### Available records:
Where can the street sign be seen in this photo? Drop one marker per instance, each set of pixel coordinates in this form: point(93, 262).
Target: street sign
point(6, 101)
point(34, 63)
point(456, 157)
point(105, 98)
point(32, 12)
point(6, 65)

* * *

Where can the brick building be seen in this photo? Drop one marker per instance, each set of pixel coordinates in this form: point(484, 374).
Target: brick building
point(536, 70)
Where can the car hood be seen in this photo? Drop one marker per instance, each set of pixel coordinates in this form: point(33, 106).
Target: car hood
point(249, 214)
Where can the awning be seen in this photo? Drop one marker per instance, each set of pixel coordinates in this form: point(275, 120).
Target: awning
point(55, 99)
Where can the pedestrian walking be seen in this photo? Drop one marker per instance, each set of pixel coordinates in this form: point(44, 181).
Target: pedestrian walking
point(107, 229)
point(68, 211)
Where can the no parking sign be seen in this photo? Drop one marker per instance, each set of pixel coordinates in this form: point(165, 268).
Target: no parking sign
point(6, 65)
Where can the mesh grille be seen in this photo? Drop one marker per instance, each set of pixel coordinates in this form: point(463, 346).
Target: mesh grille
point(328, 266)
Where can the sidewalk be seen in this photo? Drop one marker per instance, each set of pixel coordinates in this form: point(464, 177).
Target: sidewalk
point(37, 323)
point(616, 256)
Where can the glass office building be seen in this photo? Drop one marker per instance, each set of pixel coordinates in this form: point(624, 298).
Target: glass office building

---

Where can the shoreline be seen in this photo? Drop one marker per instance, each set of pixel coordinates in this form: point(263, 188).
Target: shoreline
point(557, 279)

### Required action:
Keeping every character as it is, restate the lines above that run from the line with "Target: mesh grille" through the line with "Target: glass office building", both included, and nothing else.

### Solution to this exercise:
Target: mesh grille
point(328, 266)
Where can the sidewalk be seen in this photo? Drop one marker per instance, each set of pixel coordinates in this form: point(464, 177).
Target: sidewalk
point(37, 323)
point(616, 256)
Where can the glass office building be seen in this photo? Drop one marker per instance, each set of pixel coordinates in this form: point(624, 298).
Target: glass office building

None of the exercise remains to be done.